Without the pictures, set down every line of the data exactly.

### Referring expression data
-*-*-
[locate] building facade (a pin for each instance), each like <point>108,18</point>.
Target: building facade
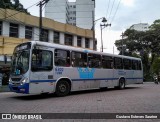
<point>23,27</point>
<point>140,27</point>
<point>79,13</point>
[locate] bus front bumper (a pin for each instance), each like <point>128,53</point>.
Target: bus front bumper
<point>20,89</point>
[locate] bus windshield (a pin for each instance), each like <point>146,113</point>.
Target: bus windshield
<point>20,61</point>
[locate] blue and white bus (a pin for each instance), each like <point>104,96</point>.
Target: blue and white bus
<point>41,67</point>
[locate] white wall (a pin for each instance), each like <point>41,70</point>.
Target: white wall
<point>56,10</point>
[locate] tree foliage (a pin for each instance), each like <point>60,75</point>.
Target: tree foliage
<point>7,4</point>
<point>144,44</point>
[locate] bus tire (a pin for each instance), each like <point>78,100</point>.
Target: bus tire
<point>122,83</point>
<point>62,88</point>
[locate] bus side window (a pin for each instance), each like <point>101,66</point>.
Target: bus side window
<point>139,65</point>
<point>79,59</point>
<point>42,60</point>
<point>118,63</point>
<point>62,58</point>
<point>134,64</point>
<point>127,64</point>
<point>107,62</point>
<point>94,61</point>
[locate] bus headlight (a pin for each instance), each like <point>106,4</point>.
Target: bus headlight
<point>24,81</point>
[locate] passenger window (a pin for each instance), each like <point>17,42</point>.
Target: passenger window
<point>139,65</point>
<point>42,60</point>
<point>134,65</point>
<point>118,63</point>
<point>94,61</point>
<point>62,58</point>
<point>79,59</point>
<point>107,62</point>
<point>127,64</point>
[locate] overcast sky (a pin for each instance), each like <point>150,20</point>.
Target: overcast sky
<point>129,12</point>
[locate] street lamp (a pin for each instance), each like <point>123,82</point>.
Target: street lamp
<point>93,28</point>
<point>102,27</point>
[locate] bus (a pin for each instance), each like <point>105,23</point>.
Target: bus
<point>41,67</point>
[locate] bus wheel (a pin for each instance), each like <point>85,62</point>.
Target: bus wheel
<point>62,88</point>
<point>122,83</point>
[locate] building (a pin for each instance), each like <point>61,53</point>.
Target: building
<point>22,27</point>
<point>140,27</point>
<point>79,13</point>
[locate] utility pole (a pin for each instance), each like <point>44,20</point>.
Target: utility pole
<point>122,43</point>
<point>40,4</point>
<point>102,27</point>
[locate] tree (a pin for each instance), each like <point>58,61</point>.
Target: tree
<point>144,44</point>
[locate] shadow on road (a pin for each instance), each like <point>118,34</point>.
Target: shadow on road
<point>49,96</point>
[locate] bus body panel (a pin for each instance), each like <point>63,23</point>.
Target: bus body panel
<point>81,78</point>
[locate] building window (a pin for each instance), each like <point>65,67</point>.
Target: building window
<point>13,32</point>
<point>44,35</point>
<point>86,43</point>
<point>56,37</point>
<point>79,41</point>
<point>62,58</point>
<point>68,39</point>
<point>0,27</point>
<point>28,32</point>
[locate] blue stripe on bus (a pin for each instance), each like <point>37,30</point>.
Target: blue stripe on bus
-*-*-
### Task response
[locate] building facade (a pin for each instance), each like <point>108,18</point>.
Target: building facade
<point>23,27</point>
<point>140,27</point>
<point>79,13</point>
[locate] bus front bumper (a pin for each instance), each like <point>128,53</point>.
Target: bus front bumper
<point>20,89</point>
[locate] bus windshield (a pin for each instance), each like <point>146,113</point>.
Target: bus windshield
<point>20,61</point>
[locate] blue and white bus (a pin for each instance), each like <point>104,96</point>.
Target: blue and white bus
<point>41,67</point>
[locate] white wall (a pin for each instance), each like <point>41,70</point>.
Target: white wall
<point>56,10</point>
[locate] tree foliage (a pin for each instance), each like <point>60,75</point>.
Target: tree foliage
<point>7,4</point>
<point>144,44</point>
[locate] bus tire (a pin for each instance), each like <point>78,100</point>.
Target: bus tire
<point>122,83</point>
<point>62,88</point>
[locate] bus side window (a pin for each instance), each like <point>101,66</point>.
Target: bus side window
<point>139,65</point>
<point>79,59</point>
<point>42,60</point>
<point>118,63</point>
<point>62,58</point>
<point>134,64</point>
<point>127,64</point>
<point>107,62</point>
<point>94,61</point>
[locate] bus headlight (a pin for each instance), each like <point>106,4</point>.
Target: bus headlight
<point>24,81</point>
[locate] passenger window (a pin for each instance), each like <point>17,42</point>.
Target: passenger window
<point>139,65</point>
<point>42,60</point>
<point>134,65</point>
<point>118,63</point>
<point>94,61</point>
<point>62,58</point>
<point>79,59</point>
<point>107,62</point>
<point>127,64</point>
[locate] overcast sky (a pin for each instance), each like <point>150,20</point>.
Target: overcast sky
<point>129,12</point>
[locate] street lamp (a pin for each instance), each like <point>123,82</point>.
Target: street lamp
<point>93,28</point>
<point>102,27</point>
[locate] bus (a pin for each instance), each like <point>105,23</point>.
Target: bus
<point>41,67</point>
[locate] bus wheel (a pin for each instance), each like <point>85,62</point>.
Target: bus wheel
<point>62,88</point>
<point>122,83</point>
[locate] building (a pin for each instance), each like <point>61,53</point>.
Target: building
<point>22,27</point>
<point>140,27</point>
<point>79,13</point>
[locate] utility pole (a pin for each instance), each like <point>44,20</point>.
Target: utility pole
<point>122,43</point>
<point>40,4</point>
<point>102,27</point>
[locate] tree (a pin for each instance), each like <point>58,61</point>.
Target: tree
<point>144,44</point>
[locate] shadow on road (a pin for each instance), each like <point>118,34</point>.
Target: shadow on road
<point>49,96</point>
[locate] bus body panel (a pin for each instance), each like <point>63,23</point>.
Target: bus body panel
<point>81,78</point>
[locate] building window (a pin for each instance), each like <point>65,67</point>.
Target: building window
<point>13,32</point>
<point>44,35</point>
<point>86,43</point>
<point>56,37</point>
<point>79,41</point>
<point>62,58</point>
<point>68,39</point>
<point>0,27</point>
<point>28,32</point>
[locate] blue stripe on bus (a pin for each instance), each like <point>37,30</point>.
Target: blue stripe on bus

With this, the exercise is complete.